Coordinate labeling data
*-*-*

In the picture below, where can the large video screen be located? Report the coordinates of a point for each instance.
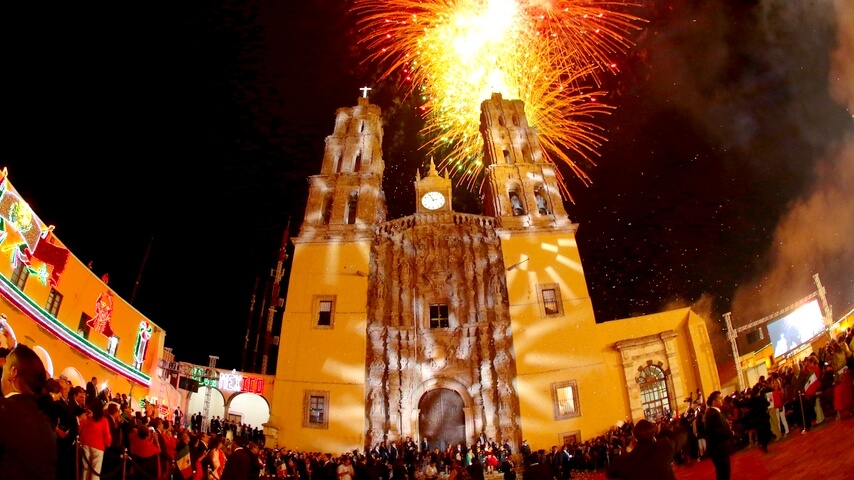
(796, 328)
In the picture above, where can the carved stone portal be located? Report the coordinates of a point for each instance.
(452, 263)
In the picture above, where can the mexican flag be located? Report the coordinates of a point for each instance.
(182, 458)
(812, 385)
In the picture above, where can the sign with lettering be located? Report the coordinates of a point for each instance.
(235, 382)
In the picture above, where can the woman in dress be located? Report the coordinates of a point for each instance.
(217, 458)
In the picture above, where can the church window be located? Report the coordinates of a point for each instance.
(316, 409)
(20, 275)
(357, 165)
(654, 396)
(83, 326)
(54, 300)
(324, 311)
(550, 301)
(327, 208)
(565, 400)
(516, 203)
(542, 204)
(439, 315)
(352, 208)
(336, 163)
(526, 153)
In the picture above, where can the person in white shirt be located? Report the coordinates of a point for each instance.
(345, 470)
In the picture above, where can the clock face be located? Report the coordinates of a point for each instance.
(432, 200)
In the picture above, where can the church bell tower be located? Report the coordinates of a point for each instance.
(521, 187)
(346, 199)
(433, 192)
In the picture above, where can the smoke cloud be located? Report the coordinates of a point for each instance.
(814, 236)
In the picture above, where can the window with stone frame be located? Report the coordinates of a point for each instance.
(654, 395)
(326, 208)
(439, 315)
(352, 208)
(565, 400)
(20, 275)
(316, 409)
(551, 304)
(324, 311)
(54, 300)
(569, 438)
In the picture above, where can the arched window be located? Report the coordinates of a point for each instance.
(516, 203)
(336, 163)
(352, 207)
(327, 208)
(527, 154)
(654, 396)
(542, 202)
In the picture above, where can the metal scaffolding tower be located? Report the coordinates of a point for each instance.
(207, 410)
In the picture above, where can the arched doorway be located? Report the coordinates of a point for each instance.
(442, 419)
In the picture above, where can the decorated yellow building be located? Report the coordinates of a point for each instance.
(446, 325)
(74, 321)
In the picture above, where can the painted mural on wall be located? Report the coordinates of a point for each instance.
(26, 239)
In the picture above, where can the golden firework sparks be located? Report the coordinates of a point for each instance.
(456, 53)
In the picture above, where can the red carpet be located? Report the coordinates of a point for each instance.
(826, 453)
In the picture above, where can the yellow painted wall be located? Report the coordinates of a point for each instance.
(324, 359)
(573, 347)
(80, 288)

*-*-*

◆ **What needs to be done**
Please write out the listing above again with "be located" switched to "be found" wherever it occurs, keeping everything else unchanged and leaving out the pictures.

◆ **Solution for this exercise**
In the picture below, where can the large video screen be found? Report the coordinates of a point for each instance.
(796, 328)
In the picture above, where can the carved stone portal be found? Report the coordinates of a point for each instance.
(452, 263)
In the picture above, where can the mexican flag be found? Report the coordinates of a point for each instance.
(182, 458)
(812, 385)
In the picture above, where can the sign with lettering be found? Report the coordinates of a point for each instance.
(235, 382)
In the picture above, where can the woman in dress be found? Report the coordinates of a point for each instance.
(217, 458)
In the picture above, where can the church window be found? Report the coordinates of a point for each instance.
(316, 409)
(20, 275)
(357, 165)
(654, 396)
(83, 326)
(54, 300)
(324, 311)
(550, 301)
(327, 208)
(565, 400)
(516, 203)
(542, 204)
(439, 315)
(352, 208)
(336, 163)
(526, 153)
In the picture above, where can the person in white shirt be found? Report the coordinates of a point for each instance.
(345, 470)
In the picture above, where can the clock face be found? Report the coordinates of a point for each instance.
(432, 200)
In the picture above, where can the church bell tower be found? Report the coordinates of a point for each instance.
(521, 187)
(346, 199)
(433, 192)
In the picture above, where can the smoke cloud be found? Report the coordinates of a point for each instance.
(814, 236)
In the picture above, where can the window with stone frame be found? Report the coordinates of a point for each instance.
(654, 395)
(326, 208)
(439, 315)
(352, 208)
(565, 400)
(20, 275)
(316, 409)
(551, 304)
(324, 311)
(54, 300)
(569, 438)
In the picture above, where can the arched window be found? Report the coordinates of a point for each instance.
(516, 203)
(336, 163)
(352, 207)
(327, 208)
(527, 154)
(654, 396)
(542, 202)
In the picture above, where can the metal scaffolding tower be found? Report the coordinates of a point for each instance.
(207, 410)
In the picture above, where can the arched doorway be found? Report the coordinates of a point for each instance.
(442, 419)
In the picture above, where can the decorated yellow building be found? Report the coordinates of a point for each instance.
(446, 325)
(74, 321)
In the picture above, where can the painted mural on wall be found? Report the coordinates of a point for each instance.
(26, 239)
In the picture above, where can the golden firework sparks be found? Report the coordinates of a point for each instance.
(456, 53)
In the picture above, where can the red carpet be found? Report the coordinates of a point for each instance.
(826, 453)
In the picture above, where can the yellow painted wall be found? Report the coordinates of a point for each instance.
(324, 359)
(573, 347)
(80, 288)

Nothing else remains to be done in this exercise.